- TASK PROMPT -
From the text below on the AIG bonuses, write out the part starting with "AIGRelegated to the" and going on through "under those contracts.", swapping "bonuses" for "payments".

- EXTRACT PROVIDED -

AIGRelegated to the background is the fact the bonuses are a lawful contractual obligation. While bonuses are normally discretionary, in this case, presumably to retain key personnel at an uncertain time, AIG chose to make binding commitments. Now that AIG is failing, President Obama argues it’s unfair that AIG should have to fulfill its obligations under those contracts.

But what is it exactly that Obama is claiming is unfair? Since AIG is contractually obligated to pay the bonuses, the object of Obama’s criticism can only be contract law itself. To say the bonuses shouldn’t be paid is to say that contracts as such should be ignored. (This, of course, is exactly what Obama is arguing, in as explicit terms as you’ll ever hear from Washington.)

- RECORD LIST -
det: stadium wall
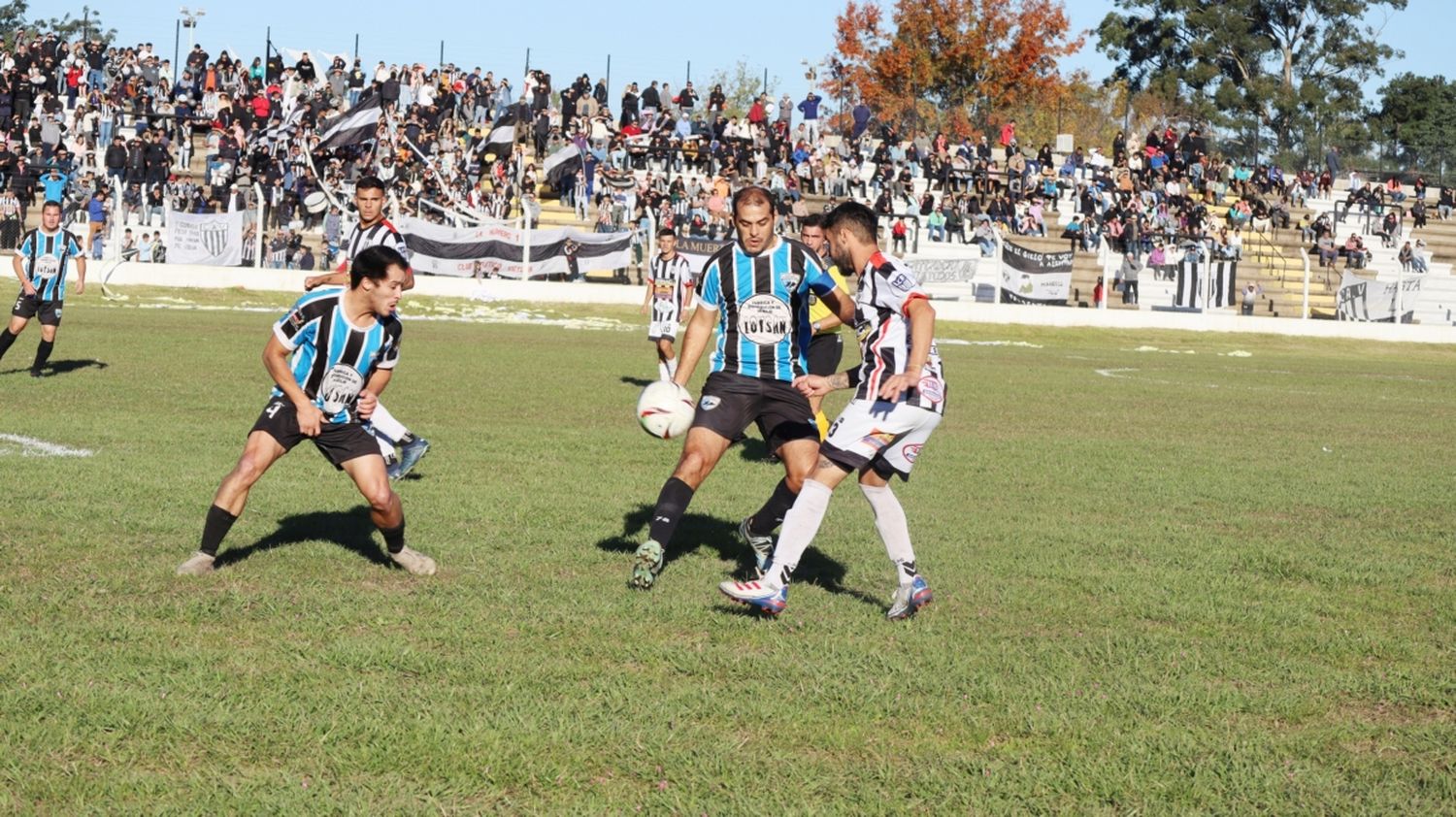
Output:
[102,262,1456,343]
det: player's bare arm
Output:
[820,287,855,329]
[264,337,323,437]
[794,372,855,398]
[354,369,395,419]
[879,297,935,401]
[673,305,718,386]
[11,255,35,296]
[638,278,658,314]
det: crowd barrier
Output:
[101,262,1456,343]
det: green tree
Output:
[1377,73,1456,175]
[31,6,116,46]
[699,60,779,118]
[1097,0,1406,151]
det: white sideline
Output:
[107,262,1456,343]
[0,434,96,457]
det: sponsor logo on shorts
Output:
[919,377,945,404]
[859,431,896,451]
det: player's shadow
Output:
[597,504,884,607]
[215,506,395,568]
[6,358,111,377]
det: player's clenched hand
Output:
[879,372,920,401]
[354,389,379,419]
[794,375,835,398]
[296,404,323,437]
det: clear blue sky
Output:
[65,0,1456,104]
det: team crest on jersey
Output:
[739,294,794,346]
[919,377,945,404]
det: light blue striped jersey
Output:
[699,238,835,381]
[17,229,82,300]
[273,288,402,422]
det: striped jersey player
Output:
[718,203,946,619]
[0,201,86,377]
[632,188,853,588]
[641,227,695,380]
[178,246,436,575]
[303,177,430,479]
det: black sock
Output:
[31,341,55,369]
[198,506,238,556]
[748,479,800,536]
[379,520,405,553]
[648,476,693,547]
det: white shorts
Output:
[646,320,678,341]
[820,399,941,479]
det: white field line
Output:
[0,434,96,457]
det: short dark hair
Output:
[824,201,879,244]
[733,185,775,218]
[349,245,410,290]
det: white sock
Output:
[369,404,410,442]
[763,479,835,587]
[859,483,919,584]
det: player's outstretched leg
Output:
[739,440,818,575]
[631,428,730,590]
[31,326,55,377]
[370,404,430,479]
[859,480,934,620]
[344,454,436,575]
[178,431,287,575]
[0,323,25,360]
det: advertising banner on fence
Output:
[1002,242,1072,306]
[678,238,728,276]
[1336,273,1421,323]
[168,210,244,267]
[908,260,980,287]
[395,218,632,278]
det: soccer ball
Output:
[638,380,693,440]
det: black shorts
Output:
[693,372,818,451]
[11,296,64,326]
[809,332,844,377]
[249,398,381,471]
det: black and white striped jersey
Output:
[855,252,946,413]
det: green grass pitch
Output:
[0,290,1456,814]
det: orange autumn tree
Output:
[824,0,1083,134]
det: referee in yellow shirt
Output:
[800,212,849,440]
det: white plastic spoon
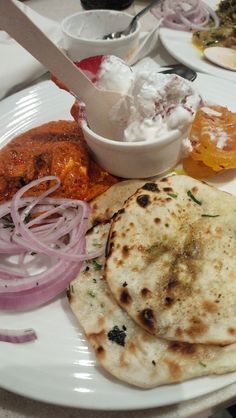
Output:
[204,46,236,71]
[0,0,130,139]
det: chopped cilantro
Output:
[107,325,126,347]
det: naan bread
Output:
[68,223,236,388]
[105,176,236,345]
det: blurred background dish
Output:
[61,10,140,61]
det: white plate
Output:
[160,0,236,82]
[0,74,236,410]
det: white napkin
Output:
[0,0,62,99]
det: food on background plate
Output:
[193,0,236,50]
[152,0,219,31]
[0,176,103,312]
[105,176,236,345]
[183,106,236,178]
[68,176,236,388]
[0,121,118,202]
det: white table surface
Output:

==

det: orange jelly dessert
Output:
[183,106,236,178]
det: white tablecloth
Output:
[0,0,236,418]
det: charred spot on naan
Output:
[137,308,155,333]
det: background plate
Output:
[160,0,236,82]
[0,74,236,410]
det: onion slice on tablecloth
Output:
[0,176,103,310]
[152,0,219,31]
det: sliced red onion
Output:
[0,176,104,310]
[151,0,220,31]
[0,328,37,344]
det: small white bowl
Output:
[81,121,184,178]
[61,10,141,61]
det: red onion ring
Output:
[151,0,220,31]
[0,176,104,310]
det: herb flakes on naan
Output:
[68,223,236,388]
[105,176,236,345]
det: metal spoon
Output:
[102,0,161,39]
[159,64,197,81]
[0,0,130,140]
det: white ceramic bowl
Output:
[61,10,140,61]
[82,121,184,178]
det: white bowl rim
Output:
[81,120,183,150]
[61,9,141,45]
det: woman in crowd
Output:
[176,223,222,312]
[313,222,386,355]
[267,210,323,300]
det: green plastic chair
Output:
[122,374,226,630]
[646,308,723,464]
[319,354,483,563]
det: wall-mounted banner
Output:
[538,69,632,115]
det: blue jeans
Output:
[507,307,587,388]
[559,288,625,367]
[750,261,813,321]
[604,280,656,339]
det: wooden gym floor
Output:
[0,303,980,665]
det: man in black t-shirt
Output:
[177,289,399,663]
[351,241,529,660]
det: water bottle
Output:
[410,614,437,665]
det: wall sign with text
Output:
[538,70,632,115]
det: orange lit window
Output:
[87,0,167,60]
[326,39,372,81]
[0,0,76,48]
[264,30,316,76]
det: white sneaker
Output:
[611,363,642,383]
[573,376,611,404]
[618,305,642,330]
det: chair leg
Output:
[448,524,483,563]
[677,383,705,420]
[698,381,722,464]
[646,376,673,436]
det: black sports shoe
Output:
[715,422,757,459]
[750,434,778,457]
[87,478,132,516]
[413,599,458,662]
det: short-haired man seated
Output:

- COMPLETED EXERCISE -
AIGRelegated to the background is the fact the payments are a lawful contractual obligation. While payments are normally discretionary, in this case, presumably to retain key personnel at an uncertain time, AIG chose to make binding commitments. Now that AIG is failing, President Obama argues it’s unfair that AIG should have to fulfill its obligations under those contracts.